> **GOAL**:
Write out the entries, please, from the line containing "For the benchmark, mark every instance of the bottle cap" through their final line, exactly and with nothing else.

___ DATA PROVIDED ___

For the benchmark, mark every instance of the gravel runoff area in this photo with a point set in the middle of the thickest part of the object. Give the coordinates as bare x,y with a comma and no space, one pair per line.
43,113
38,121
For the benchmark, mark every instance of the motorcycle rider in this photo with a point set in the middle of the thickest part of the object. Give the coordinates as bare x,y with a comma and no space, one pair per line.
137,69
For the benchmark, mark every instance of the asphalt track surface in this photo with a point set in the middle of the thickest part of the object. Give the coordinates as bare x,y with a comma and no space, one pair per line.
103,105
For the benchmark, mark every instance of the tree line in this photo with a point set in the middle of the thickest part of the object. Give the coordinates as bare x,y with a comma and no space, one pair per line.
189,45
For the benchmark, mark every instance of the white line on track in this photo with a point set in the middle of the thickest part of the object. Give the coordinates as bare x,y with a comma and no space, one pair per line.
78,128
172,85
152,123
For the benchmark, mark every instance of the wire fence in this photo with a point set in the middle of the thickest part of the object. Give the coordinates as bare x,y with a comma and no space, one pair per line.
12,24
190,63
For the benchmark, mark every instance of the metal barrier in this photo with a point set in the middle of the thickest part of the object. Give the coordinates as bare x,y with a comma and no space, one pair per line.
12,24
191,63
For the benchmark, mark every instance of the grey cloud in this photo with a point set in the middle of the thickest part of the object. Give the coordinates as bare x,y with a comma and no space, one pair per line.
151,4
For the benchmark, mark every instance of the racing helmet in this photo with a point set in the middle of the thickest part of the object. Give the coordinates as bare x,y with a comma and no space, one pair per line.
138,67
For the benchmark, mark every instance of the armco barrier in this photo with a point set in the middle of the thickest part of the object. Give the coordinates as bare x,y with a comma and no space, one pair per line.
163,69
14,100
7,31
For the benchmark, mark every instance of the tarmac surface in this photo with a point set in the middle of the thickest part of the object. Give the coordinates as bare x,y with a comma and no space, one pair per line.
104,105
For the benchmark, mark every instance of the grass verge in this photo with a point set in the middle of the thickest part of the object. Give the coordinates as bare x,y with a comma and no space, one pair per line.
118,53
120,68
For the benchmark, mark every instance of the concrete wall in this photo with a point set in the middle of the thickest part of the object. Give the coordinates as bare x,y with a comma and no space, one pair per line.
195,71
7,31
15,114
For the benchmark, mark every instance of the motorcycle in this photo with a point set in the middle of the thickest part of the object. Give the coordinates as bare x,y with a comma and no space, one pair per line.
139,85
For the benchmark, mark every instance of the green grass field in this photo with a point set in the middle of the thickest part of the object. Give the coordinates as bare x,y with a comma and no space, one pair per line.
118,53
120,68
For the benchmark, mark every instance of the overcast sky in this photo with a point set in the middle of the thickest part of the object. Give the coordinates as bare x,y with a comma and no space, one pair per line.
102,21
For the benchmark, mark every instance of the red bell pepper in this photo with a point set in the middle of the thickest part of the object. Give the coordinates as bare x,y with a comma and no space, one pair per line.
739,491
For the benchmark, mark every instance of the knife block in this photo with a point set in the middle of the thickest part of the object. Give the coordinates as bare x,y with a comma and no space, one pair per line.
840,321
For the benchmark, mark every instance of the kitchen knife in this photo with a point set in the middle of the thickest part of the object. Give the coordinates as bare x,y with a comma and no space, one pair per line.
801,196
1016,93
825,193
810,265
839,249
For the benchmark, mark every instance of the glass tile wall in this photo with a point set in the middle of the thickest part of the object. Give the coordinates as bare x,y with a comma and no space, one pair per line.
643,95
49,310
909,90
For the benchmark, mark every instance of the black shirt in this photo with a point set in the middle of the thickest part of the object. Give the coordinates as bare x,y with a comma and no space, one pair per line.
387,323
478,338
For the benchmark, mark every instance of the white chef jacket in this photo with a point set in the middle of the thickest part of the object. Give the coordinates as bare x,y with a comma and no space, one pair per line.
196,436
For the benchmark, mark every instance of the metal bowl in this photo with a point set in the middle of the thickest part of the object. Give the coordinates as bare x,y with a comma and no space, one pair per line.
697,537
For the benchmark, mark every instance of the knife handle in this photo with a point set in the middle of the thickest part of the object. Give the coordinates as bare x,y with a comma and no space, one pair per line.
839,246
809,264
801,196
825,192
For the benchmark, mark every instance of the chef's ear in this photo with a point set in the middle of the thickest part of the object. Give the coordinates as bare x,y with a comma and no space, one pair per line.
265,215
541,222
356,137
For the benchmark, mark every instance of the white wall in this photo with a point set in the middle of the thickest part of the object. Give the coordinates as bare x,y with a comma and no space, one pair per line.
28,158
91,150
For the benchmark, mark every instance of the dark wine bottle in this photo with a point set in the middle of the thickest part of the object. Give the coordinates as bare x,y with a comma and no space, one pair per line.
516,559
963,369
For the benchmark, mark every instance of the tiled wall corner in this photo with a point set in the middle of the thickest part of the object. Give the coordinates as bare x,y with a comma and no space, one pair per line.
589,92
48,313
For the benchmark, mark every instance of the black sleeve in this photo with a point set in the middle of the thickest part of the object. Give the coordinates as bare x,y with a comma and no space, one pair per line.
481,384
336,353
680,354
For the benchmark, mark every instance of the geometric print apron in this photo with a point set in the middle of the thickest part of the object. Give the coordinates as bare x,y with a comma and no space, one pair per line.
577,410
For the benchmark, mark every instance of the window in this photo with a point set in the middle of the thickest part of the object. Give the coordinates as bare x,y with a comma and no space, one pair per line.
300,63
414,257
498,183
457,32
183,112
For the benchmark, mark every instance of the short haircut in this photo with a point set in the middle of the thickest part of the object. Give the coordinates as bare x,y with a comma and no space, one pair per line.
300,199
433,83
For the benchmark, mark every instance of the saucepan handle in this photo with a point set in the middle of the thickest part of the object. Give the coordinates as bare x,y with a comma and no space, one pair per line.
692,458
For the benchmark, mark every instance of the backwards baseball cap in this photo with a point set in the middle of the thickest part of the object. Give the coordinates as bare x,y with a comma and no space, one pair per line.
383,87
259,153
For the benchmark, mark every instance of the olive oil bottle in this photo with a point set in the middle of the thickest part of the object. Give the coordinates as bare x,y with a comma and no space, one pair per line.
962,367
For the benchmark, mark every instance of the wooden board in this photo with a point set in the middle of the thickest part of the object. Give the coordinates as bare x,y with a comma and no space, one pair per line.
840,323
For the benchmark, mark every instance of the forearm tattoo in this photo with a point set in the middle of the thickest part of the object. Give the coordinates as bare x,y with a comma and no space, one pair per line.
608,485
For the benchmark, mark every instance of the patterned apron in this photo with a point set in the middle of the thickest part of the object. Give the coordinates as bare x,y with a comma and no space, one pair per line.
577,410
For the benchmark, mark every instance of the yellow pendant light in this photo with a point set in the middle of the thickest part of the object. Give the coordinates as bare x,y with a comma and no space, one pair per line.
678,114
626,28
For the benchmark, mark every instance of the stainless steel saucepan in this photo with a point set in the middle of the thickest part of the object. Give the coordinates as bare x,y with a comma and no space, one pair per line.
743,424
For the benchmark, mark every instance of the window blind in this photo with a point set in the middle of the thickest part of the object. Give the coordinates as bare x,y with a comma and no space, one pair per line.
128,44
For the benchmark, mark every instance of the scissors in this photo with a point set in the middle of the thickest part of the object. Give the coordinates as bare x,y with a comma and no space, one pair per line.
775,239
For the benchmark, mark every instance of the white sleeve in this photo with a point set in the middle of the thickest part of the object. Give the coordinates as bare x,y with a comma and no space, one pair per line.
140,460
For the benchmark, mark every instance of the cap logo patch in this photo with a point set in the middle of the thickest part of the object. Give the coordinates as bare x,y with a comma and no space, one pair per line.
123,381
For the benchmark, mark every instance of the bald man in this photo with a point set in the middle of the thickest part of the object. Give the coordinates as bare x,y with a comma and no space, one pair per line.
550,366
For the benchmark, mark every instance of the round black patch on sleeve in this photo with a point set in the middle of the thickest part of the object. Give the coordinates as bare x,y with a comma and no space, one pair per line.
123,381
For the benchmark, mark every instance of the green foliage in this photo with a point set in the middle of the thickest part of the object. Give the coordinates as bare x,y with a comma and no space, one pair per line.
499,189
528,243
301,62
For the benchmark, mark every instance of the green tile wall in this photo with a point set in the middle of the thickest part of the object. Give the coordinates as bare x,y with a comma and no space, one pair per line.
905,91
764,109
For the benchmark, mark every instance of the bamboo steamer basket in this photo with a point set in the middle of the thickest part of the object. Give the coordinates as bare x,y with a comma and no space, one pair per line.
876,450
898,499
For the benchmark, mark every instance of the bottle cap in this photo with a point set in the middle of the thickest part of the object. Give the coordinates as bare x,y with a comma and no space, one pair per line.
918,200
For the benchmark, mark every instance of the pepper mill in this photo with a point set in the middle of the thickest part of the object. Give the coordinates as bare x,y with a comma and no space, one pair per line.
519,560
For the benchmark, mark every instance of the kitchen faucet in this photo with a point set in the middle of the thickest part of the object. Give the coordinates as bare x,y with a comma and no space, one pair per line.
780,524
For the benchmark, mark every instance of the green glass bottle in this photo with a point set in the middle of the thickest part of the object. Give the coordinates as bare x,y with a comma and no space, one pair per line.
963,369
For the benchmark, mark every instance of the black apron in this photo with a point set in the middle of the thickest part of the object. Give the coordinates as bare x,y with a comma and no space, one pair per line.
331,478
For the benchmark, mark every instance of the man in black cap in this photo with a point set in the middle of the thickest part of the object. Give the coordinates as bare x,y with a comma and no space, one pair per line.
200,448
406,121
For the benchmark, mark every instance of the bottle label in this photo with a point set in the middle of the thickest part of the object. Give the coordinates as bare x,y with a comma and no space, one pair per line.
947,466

___

> **FINISHED ANSWER**:
For the benchmark, mark every instance of the bottle cap in this photo with a point set in the middle of the thickest part of the object. Give the coordinates as bare x,y with a comma and no space, one pair per line.
918,200
For the benchmark, mark every instance of the pepper mill in this photo with a point set in the middle of the thickest part of the object. Give the coordinates as bare x,y with a comma and no space, one pair per line.
519,560
For the benchmark, mark every instance of the kitchen faucet in this photo with a point set in the middle of the thickest part of the object. Give the coordinates as bare x,y with a comma and no space, one pair per line.
780,524
For the benchmark, mark every instance of the green glass bottle in this photo with a point set in the middle of the thickest part of the object. Give the coordinates as bare x,y with a comma and no space, one pair per line.
963,369
For the benchmark, mark every instance of the black apron in this photo with a point set in the middle of the thickest part of the object. Give the coordinates as bare x,y with a comma and no space, one pair per line.
331,478
For the benchmark, mark every instance of the man in black cap in this photo with a point set in the middle of the thickest part of the object. Give the coordinates as bare x,y with a comma and no space, one pair per line.
200,448
406,121
For the benchmark, mark every instance of the bottle label in this photo with a point set in the middle of the thickest part of the object. Give the coordinates as bare x,y with a comma and no space, one pair per line.
947,466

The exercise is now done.